Given text »
Verify the Celery Worker Processes a Task without Django

I find the first time I integrate Celery + Django + Redis can be painful. So I try to validate Celery tasks work before connecting Celery to Django over a message broker (like Redis). Here is a test tool for helping debug this integration with the celery-loaders project. It's also nice not having to click through the browser to debug a new task.

  1. Run the task test script

    ./run-celery-task.py -t drf_network_pipeline.users.tasks.task_get_user -f tests/celery/task_get_user.json
    2018-06-05 22:41:39,426 - run-celery-task - INFO - start - run-celery-task
    2018-06-05 22:41:39,426 - run-celery-task - INFO - connecting Celery=run-celery-task broker=redis://localhost:6379/9 backend=redis://localhost:6379/10 tasks=['drf_network_pipeline.users.tasks']
    2018-06-05 22:41:39,427 - get_celery_app - INFO - creating celery app=run-celery-task tasks=['drf_network_pipeline.users.tasks']
    2018-06-05 22:41:39,470 - run-celery-task - INFO - app.broker_url=redis://localhost:6379/9 calling task=drf_network_pipeline.users.tasks.task_get_user data={'celery_enabled': True, 'cache_key': None, 'use_cache': False, 'data': {'user_id': 2}}
    2018-06-05 22:41:39,535 - run-celery-task - INFO - calling task=drf_network_pipeline.users.tasks.task_get_user - started job_id=4931e1fc-3610-4259-8ccd-5724a1c50c79
    2018-06-05 22:41:39,549 - run-celery-task - INFO - calling task=drf_network_pipeline.users.tasks.task_get_user - success job_id=4931e1fc-3610-4259-8ccd-5724a1c50c79 task_result={'status': 0, 'err': '', 'task_name': '', 'data': {'id': 2, 'username': 'trex', 'email': 'bugs@antinex.com'}, 'celery_enabled': True, 'use_cache': False, 'cache_key': None}
    2018-06-05 22:41:39,549 - run-celery-task - INFO - end - run-celery-task
    
  2. Verify the Celery Worker Processed the Task

    If Redis and Celery are working as expected, the logs should print something similar to the following:

    2018-06-06 05:41:39,535 - celery.worker.strategy - INFO - Received task: drf_network_pipeline.users.tasks.task_get_user[4931e1fc-3610-4259-8ccd-5724a1c50c79]
    2018-06-06 05:41:39,537 - user_tasks - INFO - task - task_get_user - start req_node={'celery_enabled': True, 'cache_key': None, 'use_cache': False, 'data': {'user_id': 2}}
    2018-06-06 05:41:39,537 - user_tasks - INFO - finding user=2 cache=False
    2018-06-06 05:41:39,539 - celery.worker.request - DEBUG - Task accepted: drf_network_pipeline.users.tasks.task_get_user[4931e1fc-3610-4259-8ccd-5724a1c50c79] pid:26
    2018-06-06 05:41:39,547 - user_tasks - INFO - found user.id=2 name=trex
    2018-06-06 05:41:39,547 - user_tasks - INFO - task - task_get_user result={'status': 0, 'err': '', 'task_name': '', 'data': {'id': 2, 'username': 'trex', 'email': 'bugs@antinex.com'}, 'celery_enabled': True, 'use_cache': False, 'cache_key': None} - done
    2018-06-06 05:41:39,550 - celery.app.trace - INFO - Task drf_network_pipeline.users.tasks.task_get_user[4931e1fc-3610-4259-8ccd-5724a1c50c79] succeeded in 0.013342023004952352s: {'status': 0, 'err': '', 'task_name': '', 'data': {'id': 2, 'username': 'trex', 'email': 'bugs@antinex.com'}, 'celery_enabled': True, 'use_cache': False, 'cache_key': None}
    

Additional Legacy Client API Tools

These tools and examples were created before the AntiNex Python Client was released. Please use that for official API examples.

(Extracted records)
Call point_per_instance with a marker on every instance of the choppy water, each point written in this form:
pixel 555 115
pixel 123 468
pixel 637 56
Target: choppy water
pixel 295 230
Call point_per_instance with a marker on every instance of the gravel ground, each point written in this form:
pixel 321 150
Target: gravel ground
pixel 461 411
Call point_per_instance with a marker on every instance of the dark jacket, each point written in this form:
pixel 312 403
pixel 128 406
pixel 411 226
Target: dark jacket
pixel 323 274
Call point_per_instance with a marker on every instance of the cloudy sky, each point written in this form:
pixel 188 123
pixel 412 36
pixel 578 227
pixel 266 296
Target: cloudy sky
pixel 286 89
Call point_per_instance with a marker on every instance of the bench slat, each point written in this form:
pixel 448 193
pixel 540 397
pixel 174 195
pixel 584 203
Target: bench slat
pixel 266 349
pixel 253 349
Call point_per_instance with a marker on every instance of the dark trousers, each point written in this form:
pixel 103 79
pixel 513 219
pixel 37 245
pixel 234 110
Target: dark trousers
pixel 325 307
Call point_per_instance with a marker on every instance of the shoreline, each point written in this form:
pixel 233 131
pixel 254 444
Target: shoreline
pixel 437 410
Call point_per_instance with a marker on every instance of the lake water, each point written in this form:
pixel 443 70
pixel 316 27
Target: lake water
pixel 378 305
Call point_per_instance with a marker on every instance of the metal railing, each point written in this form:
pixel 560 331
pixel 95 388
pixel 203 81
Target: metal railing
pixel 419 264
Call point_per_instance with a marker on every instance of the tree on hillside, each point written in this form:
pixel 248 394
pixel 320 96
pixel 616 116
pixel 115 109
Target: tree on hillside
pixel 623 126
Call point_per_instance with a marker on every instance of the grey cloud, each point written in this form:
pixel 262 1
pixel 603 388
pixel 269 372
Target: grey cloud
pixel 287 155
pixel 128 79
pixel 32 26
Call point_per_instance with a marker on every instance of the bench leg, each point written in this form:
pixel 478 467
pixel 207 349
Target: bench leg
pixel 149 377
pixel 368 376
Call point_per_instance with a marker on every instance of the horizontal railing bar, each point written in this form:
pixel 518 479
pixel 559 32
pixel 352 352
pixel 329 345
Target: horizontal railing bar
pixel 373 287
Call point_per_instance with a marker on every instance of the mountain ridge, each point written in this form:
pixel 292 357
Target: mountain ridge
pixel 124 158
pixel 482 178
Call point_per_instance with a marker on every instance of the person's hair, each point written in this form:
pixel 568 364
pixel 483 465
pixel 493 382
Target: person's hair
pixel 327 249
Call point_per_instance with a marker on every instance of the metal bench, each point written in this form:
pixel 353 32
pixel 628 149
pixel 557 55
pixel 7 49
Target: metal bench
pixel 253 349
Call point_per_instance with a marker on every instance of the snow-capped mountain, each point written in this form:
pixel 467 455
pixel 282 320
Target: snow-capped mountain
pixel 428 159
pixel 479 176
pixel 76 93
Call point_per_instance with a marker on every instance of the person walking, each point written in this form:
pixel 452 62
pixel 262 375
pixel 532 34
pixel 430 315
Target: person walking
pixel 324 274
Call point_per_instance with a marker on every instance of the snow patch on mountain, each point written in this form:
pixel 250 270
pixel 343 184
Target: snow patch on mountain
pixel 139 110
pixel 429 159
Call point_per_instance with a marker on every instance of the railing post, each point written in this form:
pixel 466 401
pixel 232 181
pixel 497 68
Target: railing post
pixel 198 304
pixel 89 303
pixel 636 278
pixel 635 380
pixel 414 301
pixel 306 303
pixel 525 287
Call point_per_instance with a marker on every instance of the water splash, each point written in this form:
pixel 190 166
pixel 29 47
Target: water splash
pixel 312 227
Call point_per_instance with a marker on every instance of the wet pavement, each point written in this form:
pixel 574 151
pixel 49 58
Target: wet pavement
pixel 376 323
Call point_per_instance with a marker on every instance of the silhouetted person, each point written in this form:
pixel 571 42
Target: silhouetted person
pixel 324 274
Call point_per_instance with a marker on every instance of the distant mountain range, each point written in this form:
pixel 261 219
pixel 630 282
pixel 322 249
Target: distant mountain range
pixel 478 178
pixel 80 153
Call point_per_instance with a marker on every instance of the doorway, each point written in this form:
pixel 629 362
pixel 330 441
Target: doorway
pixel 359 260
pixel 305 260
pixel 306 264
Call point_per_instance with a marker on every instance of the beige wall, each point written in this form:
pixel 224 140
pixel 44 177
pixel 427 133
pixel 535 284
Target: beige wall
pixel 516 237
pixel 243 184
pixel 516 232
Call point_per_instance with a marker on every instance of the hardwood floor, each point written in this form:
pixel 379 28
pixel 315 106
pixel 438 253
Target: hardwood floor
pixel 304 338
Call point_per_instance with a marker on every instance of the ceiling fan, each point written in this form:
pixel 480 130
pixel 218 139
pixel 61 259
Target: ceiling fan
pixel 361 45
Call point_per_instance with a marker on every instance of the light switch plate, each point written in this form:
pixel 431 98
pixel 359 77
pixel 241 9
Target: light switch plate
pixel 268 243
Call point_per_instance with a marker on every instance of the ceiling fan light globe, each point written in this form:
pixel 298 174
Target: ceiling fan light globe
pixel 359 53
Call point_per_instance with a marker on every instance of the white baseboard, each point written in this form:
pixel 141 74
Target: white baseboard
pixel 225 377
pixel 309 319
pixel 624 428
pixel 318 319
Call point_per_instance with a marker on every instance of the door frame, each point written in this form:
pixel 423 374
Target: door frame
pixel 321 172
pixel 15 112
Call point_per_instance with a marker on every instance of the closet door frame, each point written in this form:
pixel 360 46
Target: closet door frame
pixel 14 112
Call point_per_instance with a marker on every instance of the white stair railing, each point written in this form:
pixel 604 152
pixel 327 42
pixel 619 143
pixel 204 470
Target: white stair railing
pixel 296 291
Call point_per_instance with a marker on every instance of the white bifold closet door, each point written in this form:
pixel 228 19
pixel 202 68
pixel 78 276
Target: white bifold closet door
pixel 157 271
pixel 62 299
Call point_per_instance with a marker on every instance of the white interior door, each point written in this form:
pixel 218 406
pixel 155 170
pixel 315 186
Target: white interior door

What the exercise asks »
Decide whether each statement below agrees with the text on verifying a Celery worker. Answer yes or no for each, and quote the words of the text that decide it.
1. The test script connects to a broker at redis://localhost:6379/9.
2. The legacy client API tools were created after the AntiNex Python Client was released.
3. The worker log reports finding a user named trex.

Answer to this problem »
1. Yes: "broker=redis://localhost:6379/9"
2. No: "These tools and examples were created before the AntiNex Python Client was released."
3. Yes: "found user.id=2 name=trex"